Objective: Return the material exactly as supplied, apart from the pictures, which are omitted.

(Recorded data)
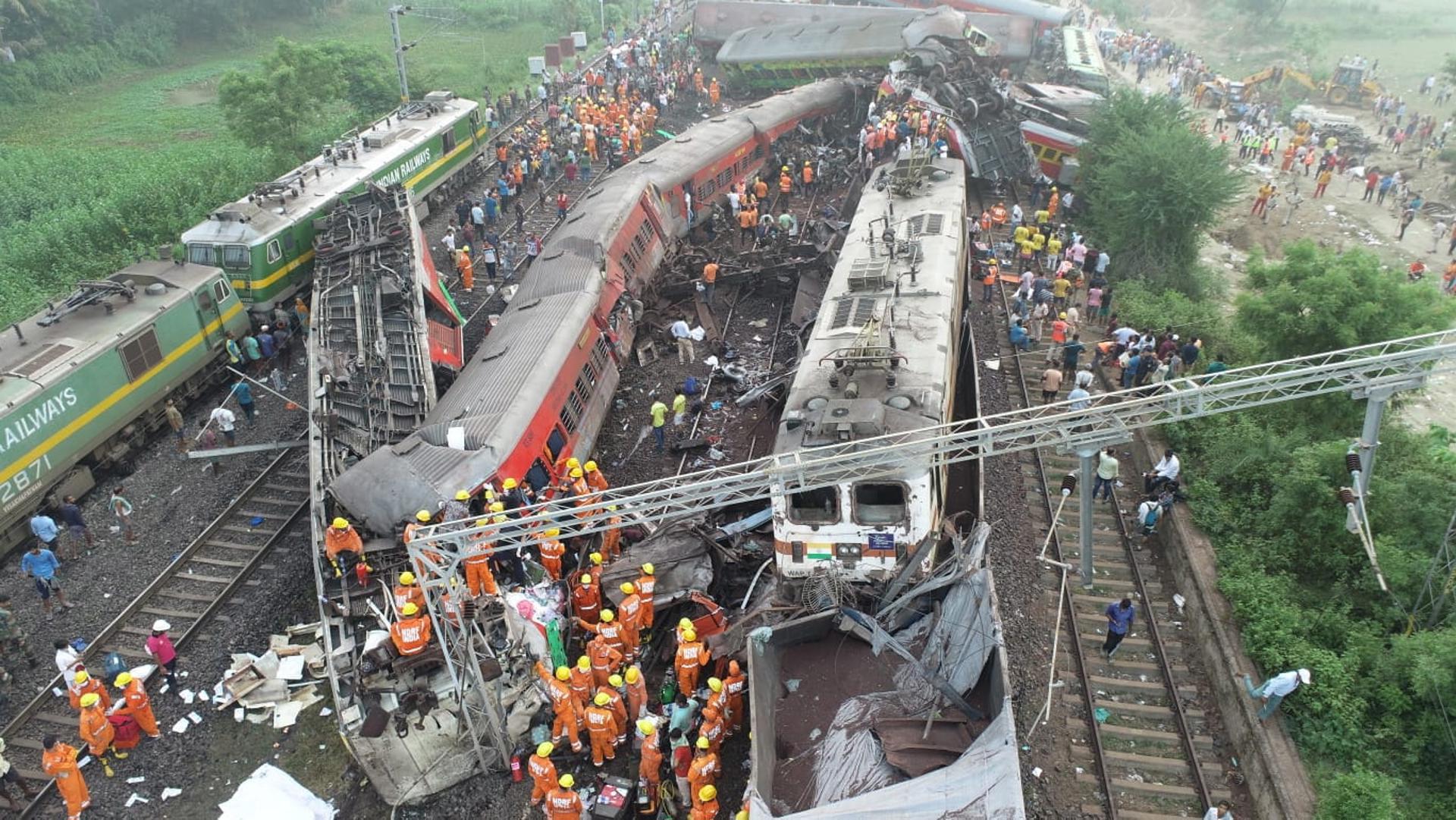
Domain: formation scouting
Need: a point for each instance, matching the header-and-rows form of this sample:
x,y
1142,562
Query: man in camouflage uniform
x,y
12,639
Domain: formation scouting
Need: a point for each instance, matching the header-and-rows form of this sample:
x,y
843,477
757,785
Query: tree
x,y
1153,187
300,88
1313,300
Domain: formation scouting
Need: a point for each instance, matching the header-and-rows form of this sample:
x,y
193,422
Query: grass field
x,y
131,162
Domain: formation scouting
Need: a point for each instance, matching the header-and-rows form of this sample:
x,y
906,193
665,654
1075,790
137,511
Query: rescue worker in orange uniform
x,y
98,733
563,803
714,728
411,633
552,552
478,576
618,705
408,592
542,771
595,478
637,692
601,726
585,599
704,769
705,804
650,765
466,269
58,761
736,685
566,708
136,704
645,583
612,538
343,546
604,660
609,631
691,660
582,682
88,685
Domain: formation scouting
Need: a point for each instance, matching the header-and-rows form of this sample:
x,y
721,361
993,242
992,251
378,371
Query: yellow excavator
x,y
1350,85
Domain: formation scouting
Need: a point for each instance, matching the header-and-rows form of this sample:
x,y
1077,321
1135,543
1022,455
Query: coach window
x,y
878,503
237,256
814,506
140,354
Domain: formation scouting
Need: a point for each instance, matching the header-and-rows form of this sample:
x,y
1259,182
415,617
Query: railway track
x,y
1134,726
199,582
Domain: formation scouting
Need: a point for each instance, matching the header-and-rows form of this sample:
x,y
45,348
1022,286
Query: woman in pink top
x,y
159,646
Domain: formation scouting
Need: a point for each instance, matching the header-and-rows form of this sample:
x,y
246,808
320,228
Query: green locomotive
x,y
88,379
265,239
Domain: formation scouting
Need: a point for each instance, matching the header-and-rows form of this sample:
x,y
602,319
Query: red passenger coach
x,y
544,379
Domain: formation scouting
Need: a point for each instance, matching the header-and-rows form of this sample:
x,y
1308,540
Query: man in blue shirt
x,y
1119,620
41,564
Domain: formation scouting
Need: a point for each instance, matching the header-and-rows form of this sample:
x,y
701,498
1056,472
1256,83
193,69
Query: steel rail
x,y
156,589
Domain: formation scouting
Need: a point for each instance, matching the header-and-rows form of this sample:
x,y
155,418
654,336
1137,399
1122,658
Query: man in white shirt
x,y
683,335
1164,473
226,421
1276,690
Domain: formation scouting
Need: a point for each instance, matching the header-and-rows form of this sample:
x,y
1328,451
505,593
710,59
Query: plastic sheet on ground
x,y
271,794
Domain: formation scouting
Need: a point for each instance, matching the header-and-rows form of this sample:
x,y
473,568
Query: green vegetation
x,y
1155,187
112,140
302,88
1375,727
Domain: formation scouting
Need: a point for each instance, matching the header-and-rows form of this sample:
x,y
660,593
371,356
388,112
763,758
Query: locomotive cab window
x,y
140,354
201,255
237,256
880,503
814,506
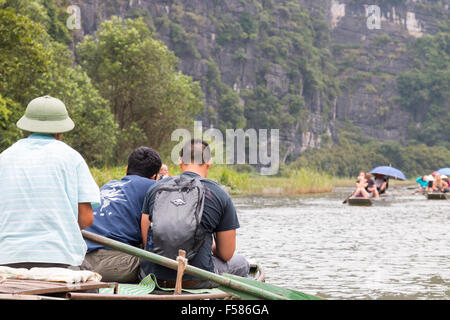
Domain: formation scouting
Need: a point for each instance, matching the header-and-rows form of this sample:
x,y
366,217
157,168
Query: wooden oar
x,y
235,285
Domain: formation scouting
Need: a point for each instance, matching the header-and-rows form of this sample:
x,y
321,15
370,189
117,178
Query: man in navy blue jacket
x,y
119,218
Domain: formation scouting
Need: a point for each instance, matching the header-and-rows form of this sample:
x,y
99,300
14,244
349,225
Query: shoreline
x,y
249,183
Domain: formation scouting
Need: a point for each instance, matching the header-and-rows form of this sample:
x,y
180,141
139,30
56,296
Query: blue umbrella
x,y
445,171
389,171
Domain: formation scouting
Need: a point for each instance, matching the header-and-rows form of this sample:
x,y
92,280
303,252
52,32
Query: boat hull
x,y
436,196
359,202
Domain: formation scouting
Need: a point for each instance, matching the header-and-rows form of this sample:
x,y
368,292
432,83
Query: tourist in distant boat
x,y
382,183
361,185
423,183
440,184
163,172
446,180
47,193
119,218
371,188
430,187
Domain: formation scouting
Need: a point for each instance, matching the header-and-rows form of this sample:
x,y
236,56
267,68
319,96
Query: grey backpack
x,y
177,212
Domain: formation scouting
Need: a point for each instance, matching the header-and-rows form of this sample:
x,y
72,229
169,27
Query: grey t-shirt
x,y
219,214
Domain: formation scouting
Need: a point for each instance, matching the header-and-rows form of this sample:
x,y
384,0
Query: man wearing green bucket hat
x,y
47,192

Result of the exercise:
Domain: formation scouting
Need: a point for each instance, matching the header-and-rows form of this sample:
x,y
1142,562
Query: man in camouflage uniform
x,y
12,639
Domain: formation scouting
Need: a point for each instance, matching the header-and-rows form of this sample:
x,y
843,477
757,785
Query: tree
x,y
1153,187
300,88
1313,300
Domain: formation scouting
Need: a point for each instance, matching the header-and-rows form of this sample:
x,y
193,422
Query: grass field
x,y
131,162
Domain: formation scouting
Need: a point for each instance, matching the header-and-rows form of this sample:
x,y
906,193
665,654
1075,790
137,511
Query: rescue worker in orange uniform
x,y
98,733
563,803
714,728
411,633
552,552
478,576
618,705
408,592
542,771
595,478
637,692
601,726
585,599
704,769
705,804
650,765
466,269
58,761
736,685
566,708
136,704
645,583
612,538
343,546
604,660
609,631
691,660
582,682
88,685
Domain: formation scouting
Need: a point for each instance, matching the header-and-rows form of this sample:
x,y
721,361
993,242
992,251
378,371
Query: yellow excavator
x,y
1350,85
Domain: formation scouting
Need: a point for each instance, matching the header-and-rows form of this sample:
x,y
1077,321
1135,543
1022,455
Query: coach window
x,y
878,503
237,256
814,506
140,354
Domain: formation scouting
Need: a point for each instance, matching the header-and-rows form of this sample:
x,y
1259,182
415,617
Query: railway track
x,y
1134,726
199,582
Domain: formation scouting
Need: a point for each instance, matching the header-and-rows form of this sample:
x,y
45,348
1022,286
Query: woman in pink top
x,y
159,646
Domain: formation scouting
Need: a point for each instance, matching the header-and-rows form of this sample:
x,y
246,808
320,228
Query: green locomotive
x,y
88,379
265,239
Domain: formation scouting
Need: a point for each instance, matching the header-and-rows form of this sample:
x,y
602,319
Query: red passenger coach
x,y
544,379
Domain: formation scouting
Need: a point for each instance, matching the header-and-rows form of this sample:
x,y
1308,540
Query: man in blue shirt
x,y
1119,620
41,564
Domain: formation scouting
Need: a point for each instance, matching the header-and-rows form of this sample:
x,y
701,498
1056,472
1256,83
193,69
Query: steel rail
x,y
156,589
Domain: formation scouting
Need: a point for each instance, matching the header-and-rows form of this sample:
x,y
155,418
654,336
1137,399
1122,658
Query: man in white shirt
x,y
683,335
1164,473
226,421
1276,690
Domain: formation scouting
Need: a point for each instance, matching the header-and-rows form of this sample:
x,y
1328,451
505,593
710,59
Query: plastic sheet on ground
x,y
271,794
Domain: formation scouting
Need: a point for each instance, matching the header-and-rows form of this sample:
x,y
473,568
Query: green vegetation
x,y
1155,187
112,140
302,88
1375,727
Domain: formation scouting
Need: a point for each instance, matching the header-and-rows form of this sample:
x,y
660,593
371,356
388,112
763,758
Query: locomotive cab window
x,y
140,354
201,255
237,256
880,503
814,506
Domain: formation scouting
Need: a point for each instance, matching the header-and-rows form of this sample:
x,y
366,217
157,168
Query: wooden oar
x,y
235,285
Domain: formation scouting
Need: a point for each instance, matching the header-and-rows form of this sample:
x,y
321,15
370,189
117,178
Query: man in navy blue jacket
x,y
119,218
Domain: formation scouting
Need: a point for each instance, matching the header-and-rows form of this sample:
x,y
99,300
14,244
349,225
Query: shoreline
x,y
249,183
Domain: formation scouting
Need: a point for each instance, matching the header-and-rows form of this sample:
x,y
180,141
139,30
56,296
Query: blue umbrella
x,y
445,171
389,171
Domain: formation scouting
Need: a point for each instance, matching the header-and-rows form of this sample:
x,y
92,280
303,252
52,32
Query: boat hull
x,y
436,196
359,202
Domain: formation scouting
Need: a point for each instance, matching the header-and-rows form of this sample:
x,y
368,292
432,83
Query: tourist in distant boat
x,y
382,183
361,185
423,183
440,184
163,172
446,180
47,193
119,218
371,188
430,187
Domain: formation scouting
Need: a point for each instance, matching the header-and-rows form of this sample:
x,y
236,56
267,68
319,96
Query: grey backpack
x,y
177,212
Domain: formation scouting
Need: a point for each instance, matching the header-and-rows form of this sample:
x,y
72,229
169,27
Query: grey t-shirt
x,y
219,214
Domain: formation scouting
Need: a point for each instance, matching the header-and-rows form of this sample:
x,y
384,0
Query: man wearing green bucket hat
x,y
47,192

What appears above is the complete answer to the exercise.